Segment Open

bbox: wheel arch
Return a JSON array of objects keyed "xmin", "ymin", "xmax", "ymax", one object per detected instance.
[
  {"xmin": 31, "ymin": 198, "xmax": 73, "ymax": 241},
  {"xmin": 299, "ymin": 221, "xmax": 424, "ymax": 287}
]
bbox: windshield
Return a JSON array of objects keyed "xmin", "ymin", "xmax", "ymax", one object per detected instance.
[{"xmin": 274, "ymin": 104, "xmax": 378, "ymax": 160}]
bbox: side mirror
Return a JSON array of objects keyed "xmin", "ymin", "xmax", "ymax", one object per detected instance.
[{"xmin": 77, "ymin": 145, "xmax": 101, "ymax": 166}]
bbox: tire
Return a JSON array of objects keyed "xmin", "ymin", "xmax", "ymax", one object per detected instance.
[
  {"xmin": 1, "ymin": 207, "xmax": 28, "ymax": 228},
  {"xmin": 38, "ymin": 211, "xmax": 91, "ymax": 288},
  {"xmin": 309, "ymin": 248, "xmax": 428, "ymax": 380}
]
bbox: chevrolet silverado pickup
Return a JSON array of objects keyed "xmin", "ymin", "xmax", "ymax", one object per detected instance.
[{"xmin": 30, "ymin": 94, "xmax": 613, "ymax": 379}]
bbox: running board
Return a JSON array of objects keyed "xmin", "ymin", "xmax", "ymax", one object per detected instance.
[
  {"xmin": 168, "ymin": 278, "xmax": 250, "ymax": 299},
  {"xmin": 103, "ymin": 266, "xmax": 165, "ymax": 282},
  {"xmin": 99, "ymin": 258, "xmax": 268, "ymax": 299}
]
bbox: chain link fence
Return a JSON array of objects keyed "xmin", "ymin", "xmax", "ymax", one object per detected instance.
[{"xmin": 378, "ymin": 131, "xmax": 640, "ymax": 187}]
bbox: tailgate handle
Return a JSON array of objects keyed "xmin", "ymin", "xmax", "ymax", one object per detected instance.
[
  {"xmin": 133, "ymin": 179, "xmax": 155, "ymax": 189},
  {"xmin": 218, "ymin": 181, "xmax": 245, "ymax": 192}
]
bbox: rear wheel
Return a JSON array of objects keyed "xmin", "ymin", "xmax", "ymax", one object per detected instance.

Segment Closed

### Work request
Copy all lines of the records in which the string "bbox" can be found.

### Response to the exercise
bbox: wheel arch
bbox: windshield
bbox: side mirror
bbox: tire
bbox: chevrolet silverado pickup
bbox: running board
bbox: chain link fence
bbox: tailgate handle
bbox: rear wheel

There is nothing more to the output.